Whenever we watch a
movie or
television show, music suddenly is played to
underscore the emotional events. Sometimes, it is music from nowhere that only we, the audience can hear. At other times, the music is part of the
scene - a
radio in a car or guy playing guitar on the
park bench or a
jukebox.
The music playing often helps us get just a bit more into the head of the character - does the music make us feel happy or sad? It is strange that we - our emotions - can be manipulated so much more easily with music than with words.
So much has this idea of music somewhere that helps people around you feel the emotions that you are feeling that at times we can almost hear it ourselves - why can't they hear it too?
Even more so, there is a relationship that we build with the music we listen to. There are songs that when I hear bring me back to a specific time in my life - whether I want to or not. I can still see the pages turning of a book I was reading ages ago when I listen to Travelers & Thieves (Blues Traveler), and I the song Yesterday (Beatles) takes me back to standing in front of the Hard Rock Cafe, wondering what had went wrong.

* [Source data]:
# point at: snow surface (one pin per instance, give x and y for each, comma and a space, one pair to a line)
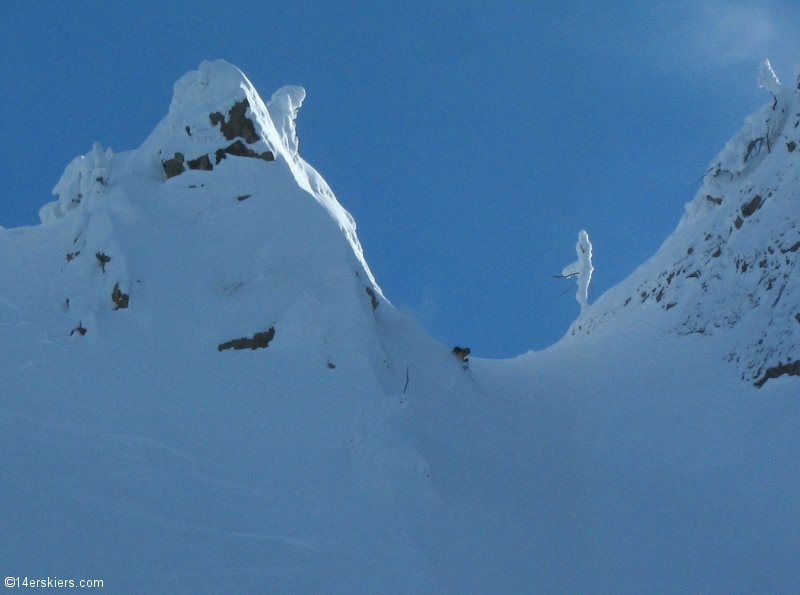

* [What to do]:
Answer these questions about the piece on music in movies and television:
1. What three examples does it give of music that is part of the scene?
2. Which song brings back the pages of a book read long ago?
3. Where does the song Yesterday take the writer back to standing?
Rely only on the text about music in movies and television to answer.

* [Written answer]:
1. A radio in a car, a guy playing guitar on a park bench, and a jukebox.
2. Travelers & Thieves (Blues Traveler).
3. In front of the Hard Rock Cafe.